GIVEN PROBLEM:
Output an exact reproduction of the data.

Dataset excerpts on object pointing:
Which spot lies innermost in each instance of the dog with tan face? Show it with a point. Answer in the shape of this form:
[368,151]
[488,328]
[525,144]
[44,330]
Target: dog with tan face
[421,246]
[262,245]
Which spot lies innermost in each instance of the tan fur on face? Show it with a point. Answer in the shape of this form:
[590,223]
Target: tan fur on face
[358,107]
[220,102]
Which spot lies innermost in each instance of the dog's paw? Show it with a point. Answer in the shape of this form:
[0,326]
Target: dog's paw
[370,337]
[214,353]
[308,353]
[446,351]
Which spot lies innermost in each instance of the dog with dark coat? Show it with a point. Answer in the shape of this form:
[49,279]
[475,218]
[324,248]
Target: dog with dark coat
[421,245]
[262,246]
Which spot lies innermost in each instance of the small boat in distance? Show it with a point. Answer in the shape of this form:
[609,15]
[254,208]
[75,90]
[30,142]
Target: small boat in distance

SOLUTION TO THIS TASK:
Which spot lies innermost in each instance of the dog with tan face? Show it with a point. Answer in the shape of this form:
[368,151]
[488,328]
[525,144]
[44,330]
Target: dog with tan face
[421,246]
[262,245]
Which spot lies innermost in each instance of the tan fur on face? Show it with a point. Answer in the shape of this form:
[590,223]
Target: tan fur on face
[358,107]
[220,102]
Which spot lies innermost in each instance of the dog's paw? Show it with a point. Answer in the shape of this form:
[0,326]
Target: dog's paw
[370,337]
[214,353]
[308,353]
[446,351]
Which spot lies innermost in each instance of the dog with dark coat? Show it with a point. Answer in the shape of this form:
[49,279]
[475,218]
[324,248]
Target: dog with dark coat
[421,245]
[262,246]
Which spot lies innermost in each instance of the small boat in distance? Show it with a point. Answer in the shape of this form:
[609,15]
[254,208]
[75,90]
[30,142]
Target: small boat in distance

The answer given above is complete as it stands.